▶ **HOW TO COMPLETE THIS TASK**
Among the entries that follow, how many lines contain the string "doorknob"? Answer with that number only.

▶ **DATA UNDER STUDY**
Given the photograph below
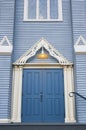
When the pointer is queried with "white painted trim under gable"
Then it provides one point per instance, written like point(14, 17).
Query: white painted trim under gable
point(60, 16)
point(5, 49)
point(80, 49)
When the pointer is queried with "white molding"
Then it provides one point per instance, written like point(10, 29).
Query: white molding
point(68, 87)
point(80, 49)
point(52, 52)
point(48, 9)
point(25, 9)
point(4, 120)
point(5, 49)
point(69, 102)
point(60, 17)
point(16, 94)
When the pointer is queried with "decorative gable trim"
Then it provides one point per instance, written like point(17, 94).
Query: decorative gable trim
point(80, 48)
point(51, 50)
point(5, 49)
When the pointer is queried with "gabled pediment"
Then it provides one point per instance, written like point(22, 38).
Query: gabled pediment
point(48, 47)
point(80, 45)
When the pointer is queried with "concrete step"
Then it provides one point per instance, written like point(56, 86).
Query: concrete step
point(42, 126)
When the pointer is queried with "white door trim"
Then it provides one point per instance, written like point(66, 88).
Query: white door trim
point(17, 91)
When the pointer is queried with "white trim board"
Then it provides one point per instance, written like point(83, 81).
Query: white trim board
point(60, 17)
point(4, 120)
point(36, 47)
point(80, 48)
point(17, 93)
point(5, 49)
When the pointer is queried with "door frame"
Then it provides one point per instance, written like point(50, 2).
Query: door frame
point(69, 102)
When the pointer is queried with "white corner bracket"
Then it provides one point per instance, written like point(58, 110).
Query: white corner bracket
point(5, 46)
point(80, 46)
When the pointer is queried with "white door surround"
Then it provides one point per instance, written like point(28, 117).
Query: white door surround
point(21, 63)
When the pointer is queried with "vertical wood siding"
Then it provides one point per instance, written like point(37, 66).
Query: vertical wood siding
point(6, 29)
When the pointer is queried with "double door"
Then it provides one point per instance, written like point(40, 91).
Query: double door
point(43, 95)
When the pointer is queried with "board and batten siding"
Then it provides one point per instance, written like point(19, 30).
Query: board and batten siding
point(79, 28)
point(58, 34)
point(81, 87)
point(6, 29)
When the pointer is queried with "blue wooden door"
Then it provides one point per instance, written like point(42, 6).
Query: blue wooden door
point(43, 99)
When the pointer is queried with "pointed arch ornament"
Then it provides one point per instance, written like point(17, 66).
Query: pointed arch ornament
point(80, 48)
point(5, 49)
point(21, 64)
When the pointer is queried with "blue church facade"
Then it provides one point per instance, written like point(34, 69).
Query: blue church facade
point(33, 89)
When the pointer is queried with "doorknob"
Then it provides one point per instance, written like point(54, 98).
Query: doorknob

==

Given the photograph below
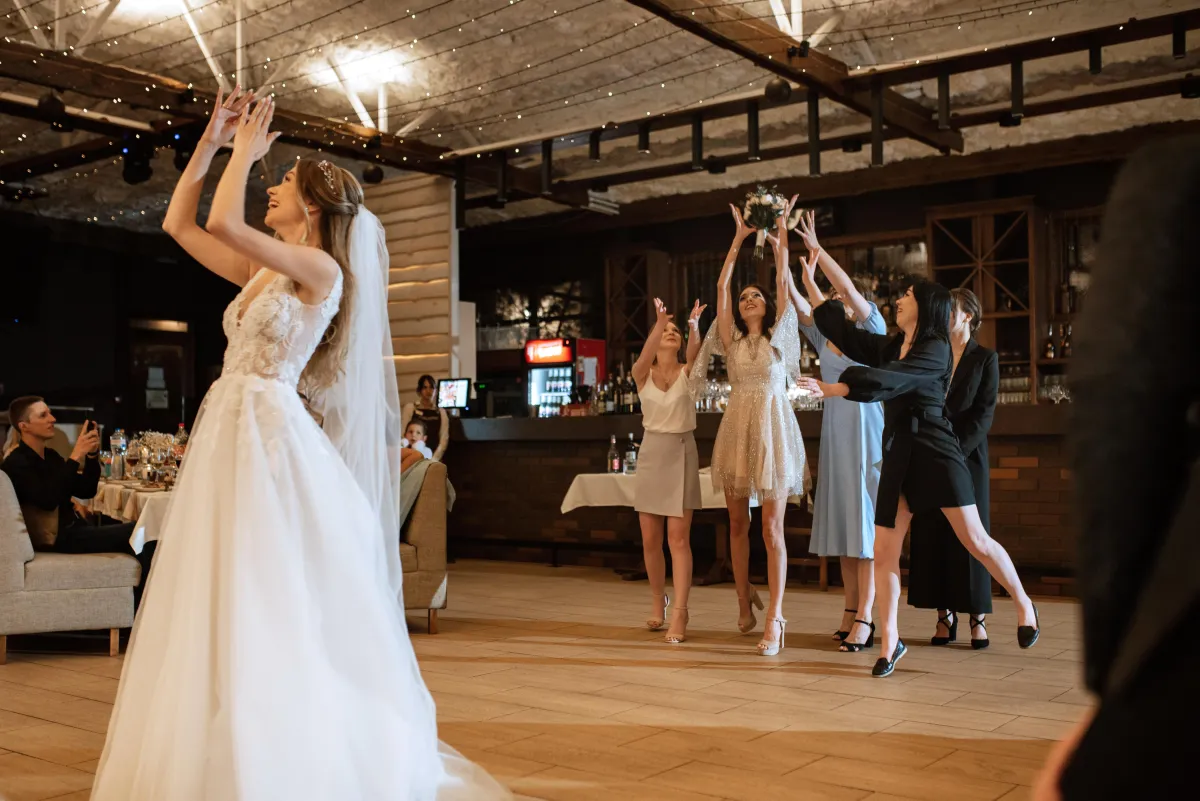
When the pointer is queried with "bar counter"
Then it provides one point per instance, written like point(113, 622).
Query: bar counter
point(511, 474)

▶ **REPLY**
2